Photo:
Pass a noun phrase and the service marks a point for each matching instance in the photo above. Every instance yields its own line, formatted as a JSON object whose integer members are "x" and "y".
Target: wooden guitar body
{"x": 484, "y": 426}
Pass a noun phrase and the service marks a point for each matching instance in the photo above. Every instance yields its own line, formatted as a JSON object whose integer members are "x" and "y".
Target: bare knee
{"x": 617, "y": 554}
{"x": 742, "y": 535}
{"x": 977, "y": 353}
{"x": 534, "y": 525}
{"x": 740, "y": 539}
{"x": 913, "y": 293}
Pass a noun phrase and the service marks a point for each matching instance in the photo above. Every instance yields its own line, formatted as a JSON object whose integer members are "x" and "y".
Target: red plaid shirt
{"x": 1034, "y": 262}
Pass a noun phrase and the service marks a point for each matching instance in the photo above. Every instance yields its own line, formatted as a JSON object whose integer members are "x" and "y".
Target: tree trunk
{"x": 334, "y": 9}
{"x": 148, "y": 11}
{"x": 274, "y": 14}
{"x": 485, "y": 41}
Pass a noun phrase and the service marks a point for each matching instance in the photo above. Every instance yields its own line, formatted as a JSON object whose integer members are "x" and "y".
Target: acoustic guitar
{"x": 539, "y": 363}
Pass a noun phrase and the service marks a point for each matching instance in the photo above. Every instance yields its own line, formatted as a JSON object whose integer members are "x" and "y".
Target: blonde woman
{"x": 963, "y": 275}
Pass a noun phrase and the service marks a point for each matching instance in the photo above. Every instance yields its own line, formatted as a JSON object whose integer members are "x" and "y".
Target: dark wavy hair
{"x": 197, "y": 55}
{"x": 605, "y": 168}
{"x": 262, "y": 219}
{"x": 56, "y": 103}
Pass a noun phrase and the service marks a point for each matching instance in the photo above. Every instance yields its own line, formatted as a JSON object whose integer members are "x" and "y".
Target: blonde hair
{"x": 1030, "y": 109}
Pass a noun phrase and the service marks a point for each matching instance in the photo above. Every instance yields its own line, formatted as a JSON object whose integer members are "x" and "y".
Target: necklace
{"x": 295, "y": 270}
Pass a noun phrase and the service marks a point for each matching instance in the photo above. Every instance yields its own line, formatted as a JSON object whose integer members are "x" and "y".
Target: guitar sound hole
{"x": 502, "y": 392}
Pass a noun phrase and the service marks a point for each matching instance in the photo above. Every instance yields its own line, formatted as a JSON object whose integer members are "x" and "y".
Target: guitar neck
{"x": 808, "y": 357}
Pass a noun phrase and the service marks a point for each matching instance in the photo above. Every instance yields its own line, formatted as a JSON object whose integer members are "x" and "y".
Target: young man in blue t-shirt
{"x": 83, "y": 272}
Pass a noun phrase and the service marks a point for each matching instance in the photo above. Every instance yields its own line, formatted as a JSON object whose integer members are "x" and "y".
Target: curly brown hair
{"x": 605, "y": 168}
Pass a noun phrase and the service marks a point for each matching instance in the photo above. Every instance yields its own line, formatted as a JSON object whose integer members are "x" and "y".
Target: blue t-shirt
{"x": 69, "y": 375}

◇ ◇ ◇ ◇

Write out every record verbatim.

## Full output:
Photo:
Pass a noun phrase and the service marks a point for each matching instance in the photo above. Every instance yields its own line, formatted as a JSON object whose integer members are "x" and "y".
Target: wooden guitar body
{"x": 484, "y": 426}
Pass a noun phrase and the service marks a point for each matching instance in the photo above. Every instance yields its own line, formatted as a JSON object whose integer members are "x" and "y".
Target: bare knee
{"x": 617, "y": 554}
{"x": 742, "y": 535}
{"x": 977, "y": 353}
{"x": 534, "y": 525}
{"x": 740, "y": 539}
{"x": 913, "y": 293}
Pass a noun phrase and the service marks a point for each matching instance in the photo above. Every instance yields its own line, formatted as a JSON object whose integer members are "x" and "y".
Target: red plaid shirt
{"x": 1034, "y": 262}
Pass a noun phrase and the service marks a point for each matching instance in the photo above. Every instance yields its own line, formatted as a JSON object whose integer members are "x" and "y".
Target: tree trunk
{"x": 334, "y": 9}
{"x": 148, "y": 11}
{"x": 274, "y": 14}
{"x": 485, "y": 41}
Pass a noun phrase and the service marks a point for each matching instance in the photo above. Every instance yields its own line, formatted as a JSON object whose integer members are "x" and "y".
Target: acoustic guitar
{"x": 539, "y": 363}
Pass a noun phrase and the service marks a point for each matching instance in the photo above. Every instance yields its own line, formatted as a JSON object whose integer members are "x" and "y".
Target: blonde woman
{"x": 963, "y": 275}
Pass a noun phrase and the service marks a point for each matching instance in the photo above. Every instance yields its own line, formatted as a JSON object whose integer members are "x" and "y".
Target: dark wavy hair
{"x": 197, "y": 55}
{"x": 605, "y": 168}
{"x": 262, "y": 219}
{"x": 56, "y": 103}
Pass a noun phrase and the service marks a point for each matching instance in the photo above. Every instance yields its own line, formatted as a JSON object whose integer members are "x" and "y".
Target: blonde hair
{"x": 1030, "y": 109}
Pass a noun phrase and the service marks a point for each matching instance in the photo above. Every instance yields its own line, formatted as a JSON object whose integer members are "x" and "y".
Target: necklace
{"x": 295, "y": 270}
Pass a noun phrase and the service marks a point for each matching instance in the photo above. Every instance yields its own line, formatted as a JSON object whose integer members are "x" and "y".
Target: guitar sound hole
{"x": 502, "y": 392}
Pass a noun phrase and the service marks a point for each matching instance in the photo above. Every instance yields its own line, formatted as a JSON object whose integer members are "x" and "y".
Target: guitar neck
{"x": 808, "y": 357}
Pass a noun phrase and the service marks a point for each matching instance in the photo above. Every instance yields its own line, formatted as a JSON object whose integer members are "x" and "y".
Target: young man in blue t-shirt
{"x": 83, "y": 272}
Pass a noun phrase and the service marks a point for each matching instance in the photo above. Every instance yields its own line, formatted as a JSON object whose integer members are "x" and "y".
Target: curly brown hair
{"x": 605, "y": 168}
Pass a noun phrase and the service marks a point for each matching instance in the photo above. Every instance yields its own line, formatted as a JSON object whose integer members are "x" and "y".
Target: blue t-shirt
{"x": 69, "y": 375}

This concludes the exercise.